§ RAW RECORDS:
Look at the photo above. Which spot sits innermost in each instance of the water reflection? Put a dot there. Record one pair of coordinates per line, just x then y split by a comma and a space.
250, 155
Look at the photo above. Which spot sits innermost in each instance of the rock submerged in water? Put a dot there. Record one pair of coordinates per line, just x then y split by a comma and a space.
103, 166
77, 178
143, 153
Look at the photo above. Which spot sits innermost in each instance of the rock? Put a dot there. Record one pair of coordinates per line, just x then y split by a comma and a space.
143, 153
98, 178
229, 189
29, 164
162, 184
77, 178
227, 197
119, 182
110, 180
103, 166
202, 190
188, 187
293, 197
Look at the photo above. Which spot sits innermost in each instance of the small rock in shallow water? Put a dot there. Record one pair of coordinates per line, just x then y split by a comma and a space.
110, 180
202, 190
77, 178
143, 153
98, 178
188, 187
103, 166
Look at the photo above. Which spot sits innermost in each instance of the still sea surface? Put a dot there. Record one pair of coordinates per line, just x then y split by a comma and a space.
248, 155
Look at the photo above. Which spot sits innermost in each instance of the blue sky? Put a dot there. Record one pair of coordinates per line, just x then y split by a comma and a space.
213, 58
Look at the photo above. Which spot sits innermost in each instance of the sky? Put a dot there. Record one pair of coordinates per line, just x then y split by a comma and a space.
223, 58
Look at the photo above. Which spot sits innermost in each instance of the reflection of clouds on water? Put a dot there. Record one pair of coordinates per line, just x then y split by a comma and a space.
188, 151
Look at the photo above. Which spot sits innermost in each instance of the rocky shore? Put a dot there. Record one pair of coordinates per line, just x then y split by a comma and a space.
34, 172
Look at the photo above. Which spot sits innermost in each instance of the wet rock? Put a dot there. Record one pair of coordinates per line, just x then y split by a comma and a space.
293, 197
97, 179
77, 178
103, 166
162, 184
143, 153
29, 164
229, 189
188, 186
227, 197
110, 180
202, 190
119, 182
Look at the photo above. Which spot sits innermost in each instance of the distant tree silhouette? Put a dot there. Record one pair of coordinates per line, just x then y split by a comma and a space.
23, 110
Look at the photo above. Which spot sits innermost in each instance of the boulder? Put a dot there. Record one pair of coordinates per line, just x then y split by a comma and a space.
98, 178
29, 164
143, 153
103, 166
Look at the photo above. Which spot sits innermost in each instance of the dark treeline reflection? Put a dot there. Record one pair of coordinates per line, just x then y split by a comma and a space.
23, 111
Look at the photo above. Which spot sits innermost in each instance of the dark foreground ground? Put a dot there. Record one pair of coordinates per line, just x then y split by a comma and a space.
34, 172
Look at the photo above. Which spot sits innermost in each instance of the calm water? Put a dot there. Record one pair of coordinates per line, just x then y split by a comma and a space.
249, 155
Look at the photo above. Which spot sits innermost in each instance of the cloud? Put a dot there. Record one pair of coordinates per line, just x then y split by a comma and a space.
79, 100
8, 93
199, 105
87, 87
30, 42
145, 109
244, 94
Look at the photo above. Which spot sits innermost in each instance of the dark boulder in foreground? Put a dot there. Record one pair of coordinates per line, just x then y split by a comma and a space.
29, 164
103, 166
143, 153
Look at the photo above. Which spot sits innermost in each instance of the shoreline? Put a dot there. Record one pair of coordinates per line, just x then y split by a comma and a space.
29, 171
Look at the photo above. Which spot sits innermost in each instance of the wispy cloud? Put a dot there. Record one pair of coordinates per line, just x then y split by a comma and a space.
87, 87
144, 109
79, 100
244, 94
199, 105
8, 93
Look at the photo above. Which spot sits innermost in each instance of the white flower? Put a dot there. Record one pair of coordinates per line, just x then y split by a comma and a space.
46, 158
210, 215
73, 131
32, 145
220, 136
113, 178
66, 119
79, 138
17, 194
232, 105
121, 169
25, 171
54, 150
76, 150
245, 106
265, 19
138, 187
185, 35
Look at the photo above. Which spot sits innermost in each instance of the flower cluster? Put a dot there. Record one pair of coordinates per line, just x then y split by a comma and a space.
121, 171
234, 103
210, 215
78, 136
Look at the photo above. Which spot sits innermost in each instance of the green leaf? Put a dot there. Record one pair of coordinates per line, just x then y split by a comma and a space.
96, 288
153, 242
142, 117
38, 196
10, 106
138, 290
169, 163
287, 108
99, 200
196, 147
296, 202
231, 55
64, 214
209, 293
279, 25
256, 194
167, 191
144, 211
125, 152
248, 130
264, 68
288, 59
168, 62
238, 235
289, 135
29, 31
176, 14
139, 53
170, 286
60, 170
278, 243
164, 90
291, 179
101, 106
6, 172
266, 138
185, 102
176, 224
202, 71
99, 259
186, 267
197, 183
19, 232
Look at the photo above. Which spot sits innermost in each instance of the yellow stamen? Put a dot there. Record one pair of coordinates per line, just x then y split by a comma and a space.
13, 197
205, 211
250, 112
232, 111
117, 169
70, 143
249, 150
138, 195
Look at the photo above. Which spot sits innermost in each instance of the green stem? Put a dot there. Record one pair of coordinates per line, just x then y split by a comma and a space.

§ REQUEST:
Each line from the one containing "of the white" to the end of the records should be echoed exactly, and no other line.

§ CORRECT OUTPUT:
Look at the photo above. Which spot sits innermost in each instance of the white flower? Put a dot there. Record one pair of coordinates per line, just x then y split by a comma and a space.
46, 158
210, 215
73, 131
32, 145
220, 136
113, 178
66, 119
79, 138
17, 194
232, 105
121, 169
25, 171
54, 150
76, 150
245, 106
265, 19
138, 187
185, 35
Look at the photo above. Which spot sits innermost in each instance of the flower cluster? Put a dot there. Record one pair of coordinates per line, just x then y split by a comma and a space.
121, 171
234, 103
210, 215
78, 136
Look at the photo above. Which spot sits innermost in each instance of the green leaf? Put a dot there. Record one pair of coordinates per line, just x then y split by a comma and a space.
96, 288
153, 242
142, 117
38, 196
10, 106
138, 290
169, 163
287, 108
99, 200
196, 147
296, 202
231, 55
64, 214
209, 293
279, 25
256, 194
167, 191
144, 211
125, 152
248, 130
264, 68
288, 59
168, 62
238, 235
289, 135
29, 31
176, 14
139, 53
170, 286
60, 170
278, 243
164, 90
291, 179
101, 106
6, 172
266, 138
185, 102
176, 224
202, 71
99, 259
186, 267
197, 183
19, 232
Look at the photo above. Which spot sits innermost in each instance of the yellow stamen? Put a dot there. Record one pair of coordinates per line, just x then y split by a comma and a space.
13, 197
205, 211
250, 112
232, 111
117, 169
70, 143
249, 150
138, 195
Look at the photo above. Which spot sits innermost in each instance of the green stem? Put a dot there. Record one pair of coordinates per line, just x then y split by a comma and a space.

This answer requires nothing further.